(Saved entries)
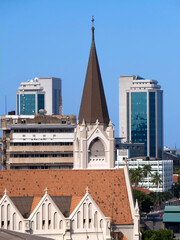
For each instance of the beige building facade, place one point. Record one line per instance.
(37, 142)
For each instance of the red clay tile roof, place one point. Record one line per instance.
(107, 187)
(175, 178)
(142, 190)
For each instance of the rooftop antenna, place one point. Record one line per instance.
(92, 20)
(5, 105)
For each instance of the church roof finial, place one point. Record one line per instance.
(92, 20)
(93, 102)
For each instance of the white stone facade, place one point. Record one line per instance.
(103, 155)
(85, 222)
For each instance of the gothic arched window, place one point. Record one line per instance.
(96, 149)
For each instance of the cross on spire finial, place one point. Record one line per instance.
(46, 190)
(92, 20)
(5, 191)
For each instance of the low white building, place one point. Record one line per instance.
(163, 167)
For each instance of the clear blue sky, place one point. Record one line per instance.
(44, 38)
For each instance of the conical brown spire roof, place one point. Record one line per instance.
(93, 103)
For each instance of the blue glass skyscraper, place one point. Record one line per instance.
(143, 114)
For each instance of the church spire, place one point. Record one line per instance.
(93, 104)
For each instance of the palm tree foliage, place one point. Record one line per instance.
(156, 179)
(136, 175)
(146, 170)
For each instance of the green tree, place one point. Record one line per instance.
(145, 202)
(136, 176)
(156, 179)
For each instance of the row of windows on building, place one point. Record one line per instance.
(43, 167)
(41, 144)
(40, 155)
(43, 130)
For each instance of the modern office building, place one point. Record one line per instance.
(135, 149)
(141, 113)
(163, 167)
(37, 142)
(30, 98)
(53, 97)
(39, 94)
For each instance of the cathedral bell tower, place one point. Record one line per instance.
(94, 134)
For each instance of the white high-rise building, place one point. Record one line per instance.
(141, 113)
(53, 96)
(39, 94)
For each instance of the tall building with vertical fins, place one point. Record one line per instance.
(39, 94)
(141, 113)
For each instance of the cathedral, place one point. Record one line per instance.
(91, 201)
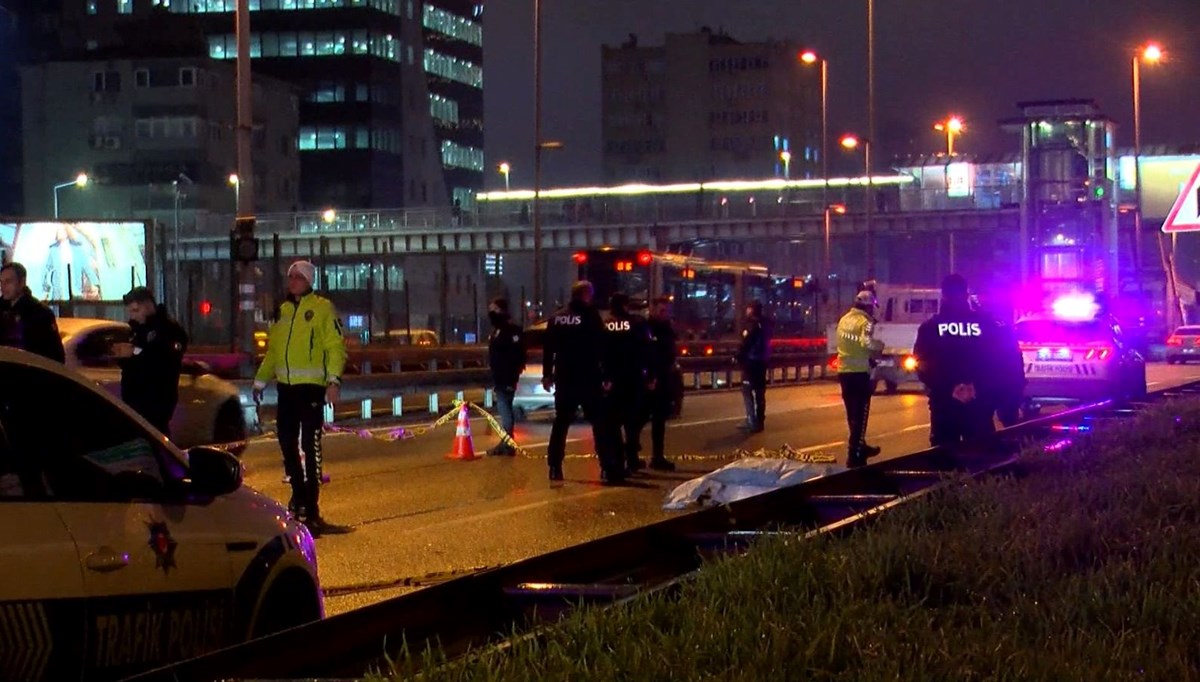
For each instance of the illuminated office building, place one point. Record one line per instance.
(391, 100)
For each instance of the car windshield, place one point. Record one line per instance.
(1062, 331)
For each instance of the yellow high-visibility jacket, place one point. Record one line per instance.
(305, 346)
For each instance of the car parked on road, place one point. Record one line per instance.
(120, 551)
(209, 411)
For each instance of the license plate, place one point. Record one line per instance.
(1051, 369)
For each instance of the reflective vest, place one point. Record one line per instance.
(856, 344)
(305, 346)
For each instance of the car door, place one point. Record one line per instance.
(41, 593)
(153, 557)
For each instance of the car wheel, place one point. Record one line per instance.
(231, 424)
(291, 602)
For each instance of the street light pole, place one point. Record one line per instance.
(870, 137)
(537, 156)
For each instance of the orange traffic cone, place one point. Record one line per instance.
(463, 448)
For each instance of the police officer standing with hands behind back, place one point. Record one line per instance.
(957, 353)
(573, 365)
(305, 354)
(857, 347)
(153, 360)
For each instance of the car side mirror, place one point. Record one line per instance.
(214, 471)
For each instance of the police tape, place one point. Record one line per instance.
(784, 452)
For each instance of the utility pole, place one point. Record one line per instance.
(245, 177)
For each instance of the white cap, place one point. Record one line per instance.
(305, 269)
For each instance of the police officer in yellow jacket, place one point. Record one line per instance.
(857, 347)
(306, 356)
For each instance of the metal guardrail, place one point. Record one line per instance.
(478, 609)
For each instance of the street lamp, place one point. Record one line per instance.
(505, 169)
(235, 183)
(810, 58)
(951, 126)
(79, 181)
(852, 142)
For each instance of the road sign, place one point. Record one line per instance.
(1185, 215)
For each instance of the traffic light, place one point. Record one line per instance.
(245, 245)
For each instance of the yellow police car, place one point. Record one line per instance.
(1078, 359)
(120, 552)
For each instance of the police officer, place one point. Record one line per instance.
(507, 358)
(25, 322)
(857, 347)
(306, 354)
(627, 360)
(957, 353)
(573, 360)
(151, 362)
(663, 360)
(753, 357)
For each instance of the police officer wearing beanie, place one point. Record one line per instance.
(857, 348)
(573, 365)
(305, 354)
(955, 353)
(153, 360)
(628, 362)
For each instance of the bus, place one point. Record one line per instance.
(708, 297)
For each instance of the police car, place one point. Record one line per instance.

-- The problem --
Output every record verbatim, skipping images.

-- Output of the exercise --
For each instance of the beige building facade, place one point. Record one line per instance.
(37, 142)
For each instance of the red clay tile roof, place one point. Record one line per instance.
(107, 187)
(175, 178)
(142, 190)
For each instance of the rooftop antenna, place one point. Record one line per instance.
(92, 20)
(5, 105)
For each instance of the church roof finial, place one point. Record one line per instance.
(92, 20)
(93, 102)
For each instance of the white stone facade, place one point. Record one line per instance.
(103, 155)
(85, 222)
For each instance of the gothic arched window, place one point. Record one line per instance.
(96, 149)
For each instance of the cross on spire finial, place one point. Record one line per instance.
(46, 190)
(92, 20)
(5, 191)
For each instance of the low white building, place one point. Record one line per instance.
(163, 167)
For each instance of the clear blue sky, place one point. Record one line per instance.
(44, 38)
For each instance of the conical brown spire roof, place one point. Record one line per instance.
(93, 103)
For each instance of the blue glass skyscraper, place one point. Record one line per instance.
(143, 114)
For each instance of the church spire, place one point. Record one line per instance.
(93, 104)
For each instance of the palm tree foliage, place one point. Record one line per instance.
(156, 179)
(136, 175)
(146, 170)
For each instance of the green tree, place one point. Record one line per instance.
(145, 202)
(136, 176)
(156, 179)
For each instance of the row of windows on building, place one point. Record one line per instance.
(43, 167)
(41, 144)
(40, 155)
(43, 130)
For each instance of the modern office building, place one point. Record one line per instance.
(135, 149)
(141, 113)
(163, 167)
(37, 142)
(30, 98)
(53, 97)
(39, 94)
For each instance of the cathedral bell tower, place one point. Record one line per instance.
(94, 134)
For each instance of the white high-rise building, place one point. Record one line per instance.
(141, 113)
(53, 96)
(39, 94)
For each instance of the tall building with vertical fins, place one point. Record one line per instance.
(39, 94)
(141, 113)
For each instance of the cathedral, place one point. Record one line per instance.
(91, 201)
For each instance of the illuminated office building, place one point. Record one line per instance.
(391, 100)
For each instance of the car windshield, place one point. Record one line per instance.
(1062, 331)
For each instance of the yellow high-visibility jacket, place one point. Record one line per instance.
(305, 346)
For each instance of the car parked on road, place one point. Record one line per instance.
(120, 551)
(209, 411)
For each instance of the license plate, place one point. Record one line per instance.
(1051, 369)
For each instance of the reflective vest, place one point. Record one line per instance.
(856, 344)
(305, 346)
For each instance of the car door, place one point. Record one line per instance.
(41, 593)
(153, 557)
For each instance of the car wheel, place one point. Record one line per instance.
(231, 424)
(291, 602)
For each instance of the street light pole, place one point. Record one line per instance.
(870, 137)
(537, 156)
For each instance of the orange traffic cone, place one point. Record one line per instance.
(463, 448)
For each instance of the police officer standing with hands behind back, place one point. Record one line per instance.
(957, 353)
(573, 365)
(305, 354)
(857, 347)
(153, 360)
For each instance of the car side mirror, place one point. Record one line per instance.
(214, 471)
For each instance of the police tape, place one point. Record one line per instance.
(784, 452)
For each instance of the utility pole, place one point. Record one line per instance.
(245, 177)
For each instance of the white cap, place one point. Record one line per instance.
(305, 269)
For each instance of the police officer in yellow jacket, place one point. Record one line per instance.
(857, 347)
(306, 356)
For each instance of the metal guardrail, place one point. Record one line per instance.
(478, 609)
For each instance of the street lamp, place one point. Record one line per instance.
(505, 169)
(235, 183)
(810, 58)
(951, 126)
(79, 181)
(852, 142)
For each instance of the road sign, place one point. Record one line per instance.
(1185, 215)
For each instance of the traffic light, place one point. Record one line per instance.
(245, 245)
For each instance of the yellow police car, place one point. Record one line per instance.
(1078, 359)
(120, 552)
For each instance of the police officer, place one point. Record one line per instance.
(507, 358)
(25, 322)
(857, 347)
(306, 354)
(627, 360)
(957, 353)
(573, 360)
(151, 362)
(663, 360)
(753, 357)
For each instance of the police officer wearing beanie, place one point. Record one line per instance.
(857, 348)
(573, 365)
(305, 354)
(955, 353)
(153, 360)
(628, 362)
For each instance of the bus, place one point. Record one line per instance.
(708, 297)
For each instance of the police car, place one point. Record one line per instance.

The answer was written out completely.